#### Short exercise
Extract all data as written.

#### Material provided
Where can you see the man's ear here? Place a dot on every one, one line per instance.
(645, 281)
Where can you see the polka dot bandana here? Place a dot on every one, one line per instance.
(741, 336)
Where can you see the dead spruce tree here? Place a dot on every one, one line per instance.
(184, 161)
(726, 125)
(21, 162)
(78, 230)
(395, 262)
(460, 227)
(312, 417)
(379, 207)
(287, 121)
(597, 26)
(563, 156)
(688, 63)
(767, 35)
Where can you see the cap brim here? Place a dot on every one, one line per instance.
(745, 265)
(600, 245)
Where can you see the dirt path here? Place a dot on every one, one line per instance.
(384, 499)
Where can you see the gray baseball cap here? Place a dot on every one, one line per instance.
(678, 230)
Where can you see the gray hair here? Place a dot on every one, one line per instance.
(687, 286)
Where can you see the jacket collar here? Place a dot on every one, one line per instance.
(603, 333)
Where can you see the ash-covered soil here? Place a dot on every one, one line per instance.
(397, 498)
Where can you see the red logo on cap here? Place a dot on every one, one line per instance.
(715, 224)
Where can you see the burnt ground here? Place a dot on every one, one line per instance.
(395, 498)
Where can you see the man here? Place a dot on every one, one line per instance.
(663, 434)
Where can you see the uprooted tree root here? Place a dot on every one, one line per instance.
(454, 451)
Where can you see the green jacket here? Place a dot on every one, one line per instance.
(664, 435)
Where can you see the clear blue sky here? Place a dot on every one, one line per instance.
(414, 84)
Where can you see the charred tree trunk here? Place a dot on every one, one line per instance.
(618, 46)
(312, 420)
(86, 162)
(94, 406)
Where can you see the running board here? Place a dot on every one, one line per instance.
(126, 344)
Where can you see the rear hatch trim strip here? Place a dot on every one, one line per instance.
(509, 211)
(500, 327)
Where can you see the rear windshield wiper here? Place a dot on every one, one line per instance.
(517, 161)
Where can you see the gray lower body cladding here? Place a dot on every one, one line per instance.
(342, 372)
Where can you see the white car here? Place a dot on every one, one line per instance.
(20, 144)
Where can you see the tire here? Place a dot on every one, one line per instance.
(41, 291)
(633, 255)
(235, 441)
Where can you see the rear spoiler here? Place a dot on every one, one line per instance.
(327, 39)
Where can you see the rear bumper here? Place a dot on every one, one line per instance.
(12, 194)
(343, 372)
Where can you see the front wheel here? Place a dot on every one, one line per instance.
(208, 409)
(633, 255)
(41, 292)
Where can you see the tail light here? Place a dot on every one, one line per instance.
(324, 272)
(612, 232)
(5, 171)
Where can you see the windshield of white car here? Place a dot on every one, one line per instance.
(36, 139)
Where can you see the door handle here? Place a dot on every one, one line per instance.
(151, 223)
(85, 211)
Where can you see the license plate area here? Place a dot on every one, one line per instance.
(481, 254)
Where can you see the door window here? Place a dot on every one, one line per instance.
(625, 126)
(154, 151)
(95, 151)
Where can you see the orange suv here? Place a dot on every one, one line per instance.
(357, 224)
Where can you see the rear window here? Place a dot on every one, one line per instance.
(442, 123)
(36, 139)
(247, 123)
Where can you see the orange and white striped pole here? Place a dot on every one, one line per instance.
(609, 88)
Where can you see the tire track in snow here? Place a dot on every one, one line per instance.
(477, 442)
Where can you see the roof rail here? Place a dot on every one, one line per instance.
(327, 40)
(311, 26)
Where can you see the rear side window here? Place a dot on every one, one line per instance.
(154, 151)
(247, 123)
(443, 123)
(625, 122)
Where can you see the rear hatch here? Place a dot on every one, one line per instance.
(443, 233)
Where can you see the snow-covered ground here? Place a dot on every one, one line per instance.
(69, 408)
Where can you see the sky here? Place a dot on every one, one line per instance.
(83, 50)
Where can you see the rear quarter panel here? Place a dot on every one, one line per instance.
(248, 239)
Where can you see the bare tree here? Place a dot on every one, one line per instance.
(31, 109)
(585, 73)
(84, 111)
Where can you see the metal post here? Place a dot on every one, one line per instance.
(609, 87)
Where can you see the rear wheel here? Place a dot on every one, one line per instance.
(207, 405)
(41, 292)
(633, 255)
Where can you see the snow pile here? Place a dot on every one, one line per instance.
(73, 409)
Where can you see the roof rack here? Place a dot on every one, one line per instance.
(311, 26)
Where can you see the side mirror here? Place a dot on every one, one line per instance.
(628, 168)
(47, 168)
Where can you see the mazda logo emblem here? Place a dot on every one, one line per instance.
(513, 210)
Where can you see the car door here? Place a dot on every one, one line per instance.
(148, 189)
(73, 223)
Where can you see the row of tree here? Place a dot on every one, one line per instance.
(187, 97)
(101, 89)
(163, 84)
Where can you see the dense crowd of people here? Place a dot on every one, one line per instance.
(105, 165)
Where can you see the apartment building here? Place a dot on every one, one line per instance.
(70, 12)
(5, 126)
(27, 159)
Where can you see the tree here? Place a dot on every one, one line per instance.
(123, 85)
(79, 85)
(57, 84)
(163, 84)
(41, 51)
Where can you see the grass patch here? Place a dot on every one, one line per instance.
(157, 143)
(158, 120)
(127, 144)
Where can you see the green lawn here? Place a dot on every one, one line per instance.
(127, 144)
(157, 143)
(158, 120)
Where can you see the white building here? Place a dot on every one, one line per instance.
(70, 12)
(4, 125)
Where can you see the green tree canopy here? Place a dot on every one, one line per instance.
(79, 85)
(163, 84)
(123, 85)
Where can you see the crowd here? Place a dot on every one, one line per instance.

#### Completed exercise
Where can you see the man's ear here? Place a dot on every one, one line per instance.
(645, 281)
Where can you see the polka dot bandana here? Place a dot on every one, one line per instance.
(741, 336)
Where can you see the dead spruce tree here? Place a dot on every one, one line per instance.
(184, 161)
(726, 125)
(21, 162)
(78, 230)
(395, 262)
(460, 227)
(312, 417)
(379, 207)
(287, 121)
(597, 26)
(563, 156)
(688, 63)
(767, 35)
Where can you see the cap brim here? Place a dot on every one, one line per instance.
(745, 265)
(600, 245)
Where can you see the dirt path here? Place a dot on every one, one line per instance.
(384, 499)
Where can you see the gray baseball cap here? Place a dot on every one, one line per instance.
(678, 230)
Where can you see the gray hair here? Place a dot on every one, one line per instance.
(687, 286)
Where can you see the jacket collar here? Place a dot on every one, one line per instance.
(603, 333)
Where can you see the ash-covered soil here? Place a dot on every one, one line per instance.
(397, 498)
Where can you see the red logo on cap here? Place a dot on every one, one line per instance.
(715, 224)
Where can you see the burnt ground here? Place a dot on every one, one line per instance.
(395, 498)
Where can you see the man here? Place a dot on every one, one line per instance.
(663, 434)
Where can you see the uprooted tree root here? Place a dot on every one, one line per instance.
(454, 451)
Where can you see the green jacket here? Place a dot on every one, one line per instance.
(664, 435)
Where can you see the clear blue sky here? Place a dot on every one, one line per instance.
(414, 84)
Where can you see the charred tree trunk here? Place a dot on every one, one line per instance.
(618, 46)
(312, 420)
(86, 162)
(94, 406)
Where can you see the running board here? Place a dot on every one, one line per instance.
(126, 344)
Where can you see the rear hatch trim strip here? Place a dot on every one, one line per instance.
(509, 211)
(500, 327)
Where can you see the rear windshield wiper here? Place a dot on every one, one line per instance.
(517, 161)
Where can you see the gray lower body cladding here? Place a dot on every one, one line per instance.
(342, 372)
Where can you see the white car here? Place a dot on every one, one line per instance.
(20, 144)
Where can you see the tire here? Place a dot on every one, one line per instance.
(41, 291)
(633, 255)
(235, 441)
Where can you see the rear spoiler here? Place a dot on every one, one line per instance.
(327, 39)
Where can you see the rear bumper here? Place a dot on every one, one line per instance.
(12, 194)
(343, 372)
Where can you see the front wheel here? Place a dot on every one, one line per instance.
(208, 409)
(633, 255)
(41, 292)
Where can you see the tail light here? Place a dot on every one, one line per instance.
(324, 272)
(612, 232)
(5, 171)
Where can you see the windshield of white car here? Place a dot on every one, one line per instance.
(36, 139)
Where can you see the door handle here? Place a dot on every one, one line per instance.
(151, 223)
(85, 211)
Where can you see the license plate area here? Place a dot on every one, one line per instance.
(481, 254)
Where can you see the door window here? Place a dot on every one, one line per instance.
(625, 126)
(154, 151)
(95, 151)
Where can you see the orange suv here? Place a dot on every one, one line per instance.
(357, 224)
Where can you see the rear window here? Place a dot on every one, one line per instance.
(442, 123)
(36, 139)
(247, 123)
Where can you see the orange and white striped pole here? Place a dot on every one, one line per instance.
(609, 88)
Where can you see the tire track in snow here? Place a dot on every one, one line per instance.
(477, 442)
Where can you see the roof rail here? Place a dot on every one, one line per instance.
(327, 40)
(311, 26)
Where can you see the rear side window here? Place a dot on every one, one line per instance.
(154, 151)
(247, 123)
(443, 123)
(625, 122)
Where can you see the rear hatch here? Place a dot on every one, one line per instance.
(443, 233)
Where can you see the snow-covered ground here? Place a dot on every one, one line per instance.
(69, 408)
Where can you see the sky here? Place a dot on every one, one line per instance.
(83, 50)
Where can you see the rear quarter panel here? Place a dot on every one, one line per instance.
(248, 239)
Where can you see the bare tree here? Place a dot on every one, one line per instance.
(31, 109)
(585, 73)
(84, 111)
Where can you see the metal post here? Place a dot on every one, one line per instance.
(609, 87)
Where can you see the rear wheel here? Place a dot on every one, one line per instance.
(207, 405)
(41, 292)
(633, 255)
Where can you see the snow pile here? Place a dot on every one, one line per instance.
(73, 409)
Where can you see the roof rack here? Place a dot on every one, one line per instance.
(311, 26)
Where can you see the side mirror here? Place a dot on every one, one line per instance.
(628, 168)
(47, 168)
Where can you see the mazda logo emblem here? Place a dot on every one, one line per instance.
(513, 210)
Where can you see the car door here? Place a dot on every one, one line per instance.
(148, 189)
(73, 223)
Where can you see the row of tree here? Place a dot on every one, one line per instance.
(187, 97)
(101, 89)
(163, 84)
Where can you see the dense crowd of people here? Place a dot on every one, one line per instance.
(105, 165)
Where can you see the apartment building here? Place a dot on every one, one line per instance.
(70, 12)
(5, 126)
(27, 159)
Where can you see the tree here? Place a dot on every one, one line per instance.
(123, 85)
(79, 85)
(57, 84)
(163, 84)
(41, 51)
Where can you see the grass patch here? Place a dot on every one, one line per instance.
(157, 143)
(158, 120)
(127, 144)
Where can you see the green lawn here? Place a dot on every one, one line per instance.
(127, 144)
(157, 143)
(158, 120)
Where can you see the white building here? Place a dot on every one, one line per instance.
(70, 12)
(4, 125)
Where can you see the green tree canopy here? Place a dot on every one, one line per instance.
(79, 85)
(163, 84)
(123, 85)
Where can you see the crowd here? Place a dot on every one, one line per instance.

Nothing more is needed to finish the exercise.